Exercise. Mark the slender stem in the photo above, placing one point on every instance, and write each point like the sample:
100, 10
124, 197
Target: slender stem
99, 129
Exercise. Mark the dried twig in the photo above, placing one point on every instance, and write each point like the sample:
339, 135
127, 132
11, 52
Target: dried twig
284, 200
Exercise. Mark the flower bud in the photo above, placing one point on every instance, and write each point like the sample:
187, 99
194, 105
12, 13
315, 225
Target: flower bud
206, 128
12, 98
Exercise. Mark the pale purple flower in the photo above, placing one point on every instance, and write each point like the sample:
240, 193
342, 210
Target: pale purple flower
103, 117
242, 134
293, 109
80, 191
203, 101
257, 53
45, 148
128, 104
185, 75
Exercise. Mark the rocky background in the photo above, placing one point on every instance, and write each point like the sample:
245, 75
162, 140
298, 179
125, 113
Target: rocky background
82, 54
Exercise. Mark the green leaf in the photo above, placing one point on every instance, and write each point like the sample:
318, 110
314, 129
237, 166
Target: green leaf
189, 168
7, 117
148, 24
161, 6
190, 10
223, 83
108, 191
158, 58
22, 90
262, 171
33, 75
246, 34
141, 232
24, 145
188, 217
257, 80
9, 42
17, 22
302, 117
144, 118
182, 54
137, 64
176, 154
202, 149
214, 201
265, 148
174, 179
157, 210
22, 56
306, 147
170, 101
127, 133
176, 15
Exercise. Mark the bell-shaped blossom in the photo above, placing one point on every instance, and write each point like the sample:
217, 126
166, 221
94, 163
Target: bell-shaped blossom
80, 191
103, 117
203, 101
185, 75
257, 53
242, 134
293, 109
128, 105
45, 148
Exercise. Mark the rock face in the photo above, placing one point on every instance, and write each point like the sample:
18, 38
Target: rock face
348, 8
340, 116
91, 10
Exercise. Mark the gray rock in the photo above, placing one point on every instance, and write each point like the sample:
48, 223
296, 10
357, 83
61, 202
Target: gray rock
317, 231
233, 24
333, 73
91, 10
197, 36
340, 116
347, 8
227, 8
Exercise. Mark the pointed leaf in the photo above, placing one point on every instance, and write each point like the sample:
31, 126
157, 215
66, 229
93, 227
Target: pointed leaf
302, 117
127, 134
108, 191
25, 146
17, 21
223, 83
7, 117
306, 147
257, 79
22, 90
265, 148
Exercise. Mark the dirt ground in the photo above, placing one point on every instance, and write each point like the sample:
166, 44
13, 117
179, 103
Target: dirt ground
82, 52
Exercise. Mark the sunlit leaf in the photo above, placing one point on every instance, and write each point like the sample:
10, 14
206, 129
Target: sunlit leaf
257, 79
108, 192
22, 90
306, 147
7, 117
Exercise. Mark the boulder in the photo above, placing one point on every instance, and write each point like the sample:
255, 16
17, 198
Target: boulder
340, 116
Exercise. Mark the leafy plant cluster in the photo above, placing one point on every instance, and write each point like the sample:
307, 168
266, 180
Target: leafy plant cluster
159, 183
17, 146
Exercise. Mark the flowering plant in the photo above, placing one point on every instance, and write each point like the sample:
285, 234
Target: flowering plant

## Exercise prompt:
Determine the number of lines in the listing that contain the word "flowering", and respond with nothing but that number.

## Solved problem:
2